Ciudades, megaeventos y acumulación por despojo

Raúl Zibechi

14 de diciembre 2012


Las grandes ciudades del tercer mundo se han convertido en espacios tan atractivos para la acumulación del capital, como las vastas áreas rurales en que se expanden los monocultivos y la minería a cielo abierto. Los megaeventos, como los Juegos Olímpicos y los mundiales de futbol, pero también los grandes conciertos musicales, son la mejor excusa para acelerar la acumulación, que va de la mano de la expulsión de los pobres o su encierro permanente en espacios controlados.

Las ciudades brasileñas, muy en particular Río de Janeiro, muestran en este momento la cara menos amable de la acumulación por despojo: intervención militar de favelas, derribo de viviendas y expulsión de comunidades que estaban asentadas desde décadas atrás en zonas ahora apetecibles para el capital. Un acto organizado esta semana por el Laboratorio de Estudio de Movimientos Sociales y Territorialidades (Lemto) permitió conocer por dentro la realidad de quienes están siendo agredidos por las obras de cara al Mundial de 2014 y las olimpiadas de 2016.

“Llegan y marcan las casas que van a derribar, igual que hacían los nazis con las casas de los judíos”, dice, con impasible serenidad, Inalva Brito, luchadora social de 66 años que integra la asociación de los habitantes de Vila Autódromo, un barrio de 450 familias en el sur de Río, lindero con la futura villa olímpica. Allí hay pobladores que integran la tercera generación de expulsados por el desarrollo, que cada vez son trasladados a lugares más alejados del centro urbano, donde no hay servicios y el transporte es muy caro.

____________

Retoma el artículo sobre los megaeventos y el despojo en las ciudades brasileñas y continúalo a partir de su último párrafo.

> **Sección de datos**

____________

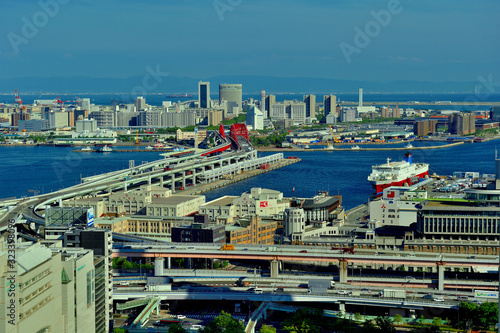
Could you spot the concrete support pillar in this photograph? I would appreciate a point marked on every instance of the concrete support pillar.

____________

> **Respuesta del ejercicio**
El Morro da Providencia, el más antiguo de la ciudad erigido por ex combatientes de la guerra de Canudos a finales del siglo XIX, es un monumento a la desigualdad social. ¿Quién estaría interesado en este cerro de escaleras empinadas y callejuelas irregulares, construido a golpe de sudor por los 20 o 30 mil vecinos que lo habitan desde hace 100 años? Marcia, veterana luchadora social de la favela, nos conduce por lugares imposibles, mostrando las casas marcadas con tres letras fatídicas, SMH, iniciales de la secretaría municipal de vivienda (siglas en portugués). Cada pocos pasos aparecen lotes tapizados de escombros que denuncian la acción de las topadoras. Se detiene en un lugar, señalando que en ese sitio fue derribada una vivienda con la familia dentro. Desigualdad y violencia estatal. ¿O habría que hablar de “terrorismo democrático de Estado”? Lo más asombroso de la favela de Providencia es la construcción de un enorme teleférico que comienza en la estación de autobuses, hace su parada única en lo que fue la plaza principal del lugar (espacio de socialización y de fiestas de la comunidad, ahora destruido), para terminar del otro lado del cerro, pegado a la Ciudad de la Samba, donde las escolas do samba construyen sus carromatos y diseñan sus disfraces. La favela, que ni siquiera aparece en los mapas turísticos, será una foto-trofeo en la mochila de los turistas, mientras sus pobladores no tendrán acceso al teleférico.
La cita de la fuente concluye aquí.